THE PROBLEM:
Given the entries that follow, write out exactly the lines starting at the one containing "with six pip in" and ending at the one containing "in foreground in", both ends included, and only those.

PROVIDED RECORDS:

◇ ◇ ◇ ◇ ◇

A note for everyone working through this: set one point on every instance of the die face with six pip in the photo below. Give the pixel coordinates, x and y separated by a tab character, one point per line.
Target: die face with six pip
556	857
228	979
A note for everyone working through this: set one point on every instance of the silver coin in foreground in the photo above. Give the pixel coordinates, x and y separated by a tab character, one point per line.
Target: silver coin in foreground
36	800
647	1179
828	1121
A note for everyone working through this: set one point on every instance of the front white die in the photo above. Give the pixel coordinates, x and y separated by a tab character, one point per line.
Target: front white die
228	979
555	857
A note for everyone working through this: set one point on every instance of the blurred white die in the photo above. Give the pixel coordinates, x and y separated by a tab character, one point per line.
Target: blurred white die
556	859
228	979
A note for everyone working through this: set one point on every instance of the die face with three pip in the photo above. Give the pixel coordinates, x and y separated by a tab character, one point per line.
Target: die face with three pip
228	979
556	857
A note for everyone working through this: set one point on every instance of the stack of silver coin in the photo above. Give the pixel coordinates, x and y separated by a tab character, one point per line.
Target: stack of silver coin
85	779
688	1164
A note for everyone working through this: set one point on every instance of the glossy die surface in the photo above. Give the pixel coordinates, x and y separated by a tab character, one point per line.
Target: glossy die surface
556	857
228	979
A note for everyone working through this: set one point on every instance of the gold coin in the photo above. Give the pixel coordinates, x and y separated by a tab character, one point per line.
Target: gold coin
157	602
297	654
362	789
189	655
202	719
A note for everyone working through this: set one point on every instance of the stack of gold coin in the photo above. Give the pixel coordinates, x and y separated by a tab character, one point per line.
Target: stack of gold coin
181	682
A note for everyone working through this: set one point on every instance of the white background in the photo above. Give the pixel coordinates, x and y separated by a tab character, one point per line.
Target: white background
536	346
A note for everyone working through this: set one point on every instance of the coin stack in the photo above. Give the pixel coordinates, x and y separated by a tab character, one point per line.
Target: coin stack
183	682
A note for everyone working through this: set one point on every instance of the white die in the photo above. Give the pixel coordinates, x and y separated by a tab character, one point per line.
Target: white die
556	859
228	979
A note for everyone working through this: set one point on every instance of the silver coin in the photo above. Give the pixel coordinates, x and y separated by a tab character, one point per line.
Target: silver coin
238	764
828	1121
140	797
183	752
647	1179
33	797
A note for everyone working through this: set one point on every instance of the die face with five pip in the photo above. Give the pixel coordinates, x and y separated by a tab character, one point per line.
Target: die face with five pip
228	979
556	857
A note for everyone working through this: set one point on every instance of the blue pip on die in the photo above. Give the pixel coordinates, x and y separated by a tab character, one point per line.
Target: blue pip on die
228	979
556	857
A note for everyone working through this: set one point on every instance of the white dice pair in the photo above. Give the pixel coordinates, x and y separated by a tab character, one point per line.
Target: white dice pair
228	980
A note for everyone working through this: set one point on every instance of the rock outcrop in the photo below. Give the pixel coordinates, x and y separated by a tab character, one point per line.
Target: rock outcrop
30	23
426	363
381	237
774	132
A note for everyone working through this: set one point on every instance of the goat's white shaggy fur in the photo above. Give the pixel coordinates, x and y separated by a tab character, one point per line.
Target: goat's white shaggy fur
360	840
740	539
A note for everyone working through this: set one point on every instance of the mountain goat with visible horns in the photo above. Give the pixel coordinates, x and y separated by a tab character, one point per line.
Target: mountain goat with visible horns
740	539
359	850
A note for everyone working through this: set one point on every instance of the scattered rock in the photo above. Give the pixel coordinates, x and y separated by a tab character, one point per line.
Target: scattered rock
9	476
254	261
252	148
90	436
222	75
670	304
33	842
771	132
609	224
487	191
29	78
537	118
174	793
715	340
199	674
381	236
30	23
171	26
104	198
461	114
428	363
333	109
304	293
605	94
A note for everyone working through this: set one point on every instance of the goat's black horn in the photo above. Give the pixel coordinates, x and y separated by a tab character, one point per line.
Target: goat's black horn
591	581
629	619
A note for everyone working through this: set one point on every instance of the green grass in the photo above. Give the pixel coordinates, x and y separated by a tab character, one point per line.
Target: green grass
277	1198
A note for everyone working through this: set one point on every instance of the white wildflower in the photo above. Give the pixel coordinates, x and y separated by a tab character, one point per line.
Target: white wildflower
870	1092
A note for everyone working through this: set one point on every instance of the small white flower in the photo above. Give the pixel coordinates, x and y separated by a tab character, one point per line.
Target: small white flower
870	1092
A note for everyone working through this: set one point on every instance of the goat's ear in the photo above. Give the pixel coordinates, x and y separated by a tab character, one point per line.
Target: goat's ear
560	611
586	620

◇ ◇ ◇ ◇ ◇

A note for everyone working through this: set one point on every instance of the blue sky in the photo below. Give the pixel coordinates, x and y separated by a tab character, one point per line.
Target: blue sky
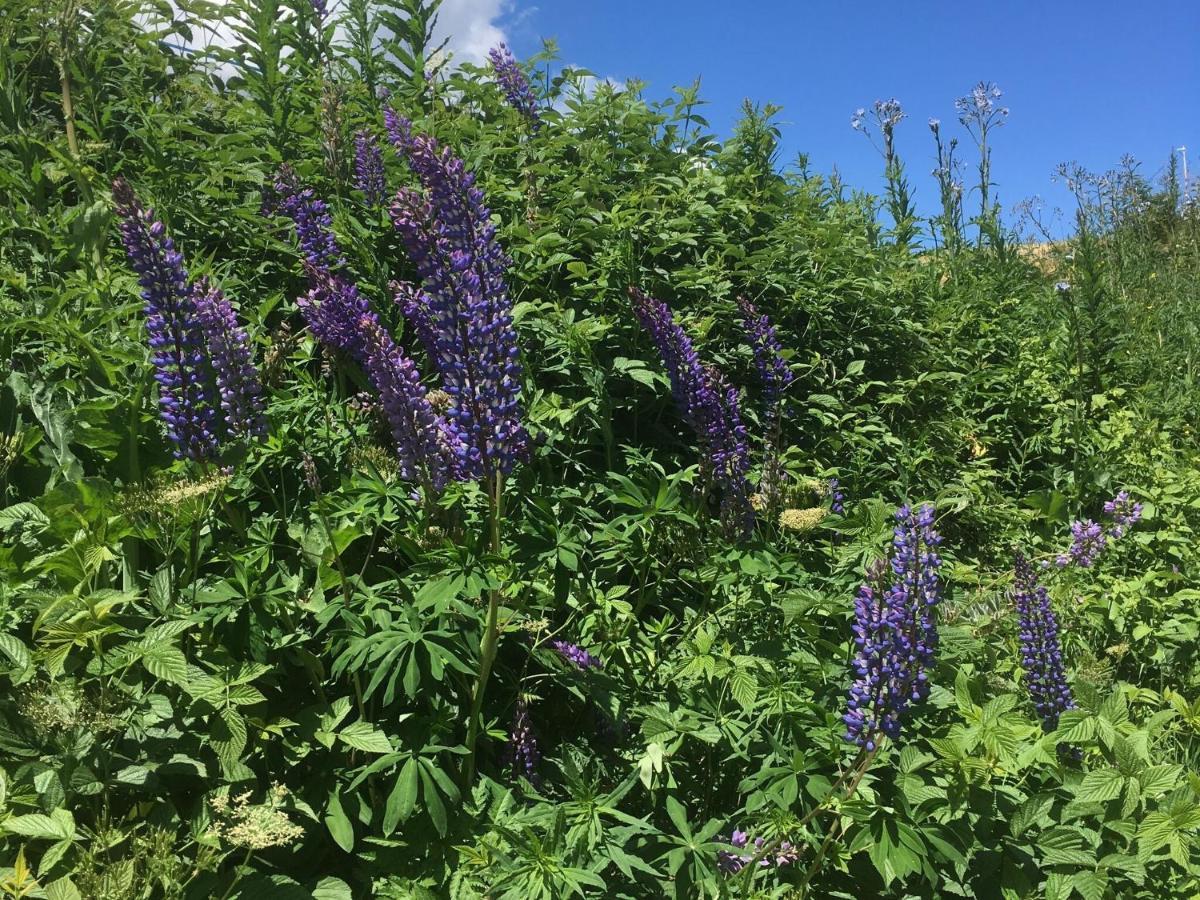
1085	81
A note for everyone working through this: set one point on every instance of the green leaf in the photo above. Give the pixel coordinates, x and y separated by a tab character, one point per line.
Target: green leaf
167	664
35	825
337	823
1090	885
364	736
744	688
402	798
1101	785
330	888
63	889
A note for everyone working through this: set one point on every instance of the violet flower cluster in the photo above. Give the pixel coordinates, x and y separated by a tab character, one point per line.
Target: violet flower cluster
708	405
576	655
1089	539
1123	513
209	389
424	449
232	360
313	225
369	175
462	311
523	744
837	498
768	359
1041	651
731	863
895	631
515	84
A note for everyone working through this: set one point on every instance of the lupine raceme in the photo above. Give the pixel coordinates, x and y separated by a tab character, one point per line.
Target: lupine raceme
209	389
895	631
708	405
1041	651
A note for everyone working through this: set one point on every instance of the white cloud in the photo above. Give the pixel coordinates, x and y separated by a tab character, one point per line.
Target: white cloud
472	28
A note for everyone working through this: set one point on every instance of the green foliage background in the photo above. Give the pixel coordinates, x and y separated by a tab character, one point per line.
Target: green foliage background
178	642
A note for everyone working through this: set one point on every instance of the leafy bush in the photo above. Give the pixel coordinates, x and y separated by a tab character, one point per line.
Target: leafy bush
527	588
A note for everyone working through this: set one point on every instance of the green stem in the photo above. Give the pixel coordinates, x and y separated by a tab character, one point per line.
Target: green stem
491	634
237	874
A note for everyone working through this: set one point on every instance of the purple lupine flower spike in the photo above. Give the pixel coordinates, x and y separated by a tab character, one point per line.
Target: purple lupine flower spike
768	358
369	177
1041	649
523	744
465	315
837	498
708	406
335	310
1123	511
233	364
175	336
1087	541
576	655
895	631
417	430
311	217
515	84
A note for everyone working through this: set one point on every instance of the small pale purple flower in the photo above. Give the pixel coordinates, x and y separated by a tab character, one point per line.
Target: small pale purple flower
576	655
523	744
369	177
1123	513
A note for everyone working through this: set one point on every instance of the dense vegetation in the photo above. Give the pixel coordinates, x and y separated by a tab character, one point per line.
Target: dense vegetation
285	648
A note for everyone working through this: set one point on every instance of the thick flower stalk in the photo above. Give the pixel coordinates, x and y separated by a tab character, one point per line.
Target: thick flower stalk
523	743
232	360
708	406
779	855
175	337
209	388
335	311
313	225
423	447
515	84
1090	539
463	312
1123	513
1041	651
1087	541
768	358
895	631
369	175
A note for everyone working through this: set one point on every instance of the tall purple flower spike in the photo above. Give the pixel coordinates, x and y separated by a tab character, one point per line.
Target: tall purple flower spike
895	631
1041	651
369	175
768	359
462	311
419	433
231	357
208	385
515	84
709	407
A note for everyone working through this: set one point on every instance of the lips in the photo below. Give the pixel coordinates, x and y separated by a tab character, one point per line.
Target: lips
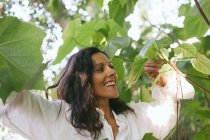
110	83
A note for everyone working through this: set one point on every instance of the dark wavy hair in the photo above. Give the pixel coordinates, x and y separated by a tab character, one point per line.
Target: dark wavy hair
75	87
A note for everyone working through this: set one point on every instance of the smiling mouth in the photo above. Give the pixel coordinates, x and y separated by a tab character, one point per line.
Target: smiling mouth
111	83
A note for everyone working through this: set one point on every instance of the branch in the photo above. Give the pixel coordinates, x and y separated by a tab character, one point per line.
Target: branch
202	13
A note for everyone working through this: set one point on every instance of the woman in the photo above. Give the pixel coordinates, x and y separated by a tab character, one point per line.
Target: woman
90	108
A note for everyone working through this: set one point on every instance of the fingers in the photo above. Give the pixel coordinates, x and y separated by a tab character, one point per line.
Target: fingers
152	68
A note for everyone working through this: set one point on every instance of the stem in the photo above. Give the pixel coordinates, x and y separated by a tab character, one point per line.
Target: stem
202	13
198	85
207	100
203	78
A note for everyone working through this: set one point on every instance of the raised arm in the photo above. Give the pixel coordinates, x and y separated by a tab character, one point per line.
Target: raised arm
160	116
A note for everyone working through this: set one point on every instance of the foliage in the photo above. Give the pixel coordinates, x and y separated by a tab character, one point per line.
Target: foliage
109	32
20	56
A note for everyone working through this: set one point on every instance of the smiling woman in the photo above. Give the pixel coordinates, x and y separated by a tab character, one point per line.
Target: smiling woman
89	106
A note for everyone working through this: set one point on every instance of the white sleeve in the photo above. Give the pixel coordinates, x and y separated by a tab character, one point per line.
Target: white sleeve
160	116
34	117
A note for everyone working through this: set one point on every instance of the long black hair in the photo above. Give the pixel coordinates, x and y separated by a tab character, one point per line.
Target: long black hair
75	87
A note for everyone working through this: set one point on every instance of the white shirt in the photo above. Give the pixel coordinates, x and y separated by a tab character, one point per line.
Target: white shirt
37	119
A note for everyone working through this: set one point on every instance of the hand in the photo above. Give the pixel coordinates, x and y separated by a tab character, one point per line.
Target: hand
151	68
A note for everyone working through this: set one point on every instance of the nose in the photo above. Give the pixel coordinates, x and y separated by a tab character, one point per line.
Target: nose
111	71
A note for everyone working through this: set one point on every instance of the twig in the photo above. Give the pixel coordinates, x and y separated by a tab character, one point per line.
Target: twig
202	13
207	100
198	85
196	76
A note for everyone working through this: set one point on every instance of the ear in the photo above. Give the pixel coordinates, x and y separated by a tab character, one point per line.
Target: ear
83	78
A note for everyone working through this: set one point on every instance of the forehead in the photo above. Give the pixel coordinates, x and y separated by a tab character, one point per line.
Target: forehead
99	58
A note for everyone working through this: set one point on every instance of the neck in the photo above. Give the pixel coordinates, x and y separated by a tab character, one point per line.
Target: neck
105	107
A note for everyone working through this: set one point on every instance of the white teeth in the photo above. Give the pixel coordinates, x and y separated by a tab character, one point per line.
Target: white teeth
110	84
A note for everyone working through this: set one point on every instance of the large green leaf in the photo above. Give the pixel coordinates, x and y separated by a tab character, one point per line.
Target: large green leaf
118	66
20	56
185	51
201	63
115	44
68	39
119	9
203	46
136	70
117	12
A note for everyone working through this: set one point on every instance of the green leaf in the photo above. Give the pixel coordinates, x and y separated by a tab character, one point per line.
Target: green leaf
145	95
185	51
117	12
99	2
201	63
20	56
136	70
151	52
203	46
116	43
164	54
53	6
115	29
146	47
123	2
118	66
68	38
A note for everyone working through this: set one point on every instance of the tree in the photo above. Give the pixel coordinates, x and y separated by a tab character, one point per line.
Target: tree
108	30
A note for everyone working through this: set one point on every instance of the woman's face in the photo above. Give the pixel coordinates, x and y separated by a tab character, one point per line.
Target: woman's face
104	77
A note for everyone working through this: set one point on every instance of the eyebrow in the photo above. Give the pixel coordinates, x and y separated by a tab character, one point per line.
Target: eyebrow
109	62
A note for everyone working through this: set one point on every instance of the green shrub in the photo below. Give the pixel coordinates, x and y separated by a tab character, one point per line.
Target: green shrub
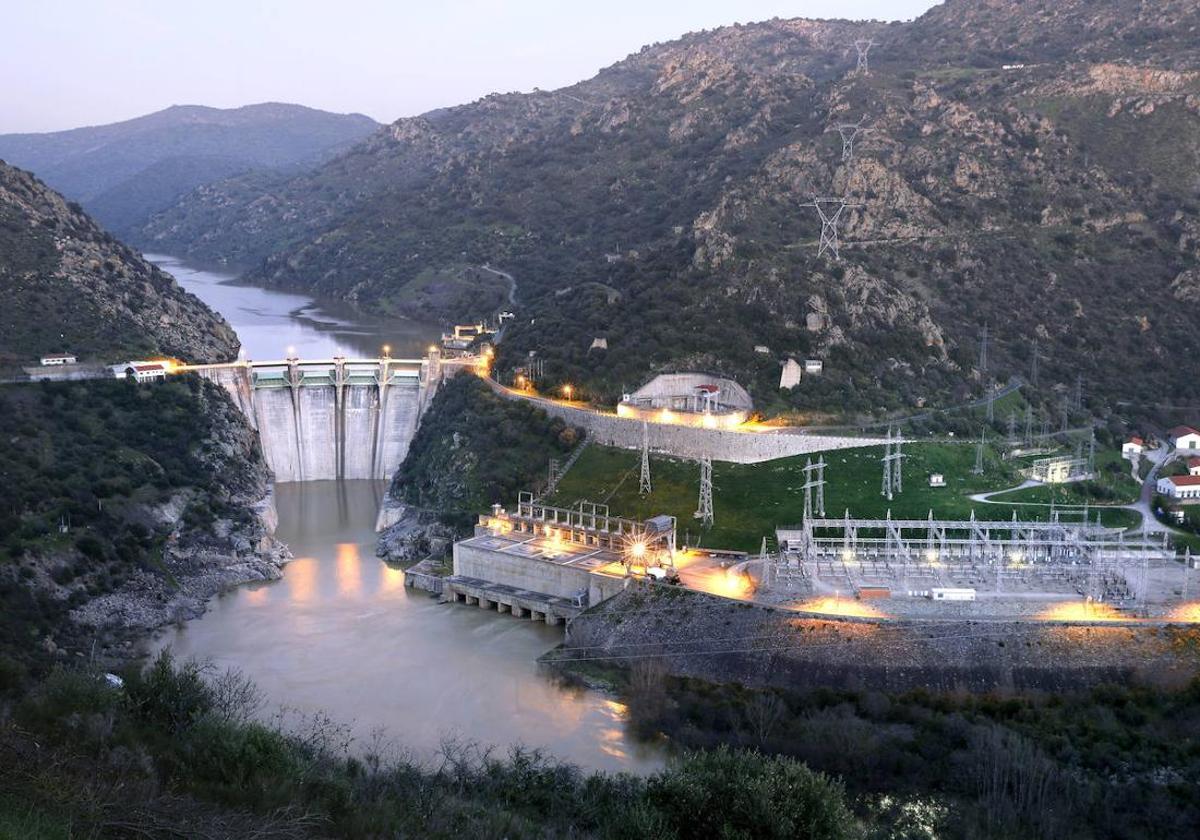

◇ ◇ ◇ ◇ ◇

ANSWER SECTION:
A note for everyone working through this: set one point on every instance of the die face with six pip in the photo below. Give the pixel coordinates, x and y separated by a tab character, one point per line.
Target: die face with six pip
556	857
228	979
A note for everyone working through this: set one point on every instance of the silver coin in foreground in the photo above. Give the pixel coordinates, x and y separated by a tab character, one point per line.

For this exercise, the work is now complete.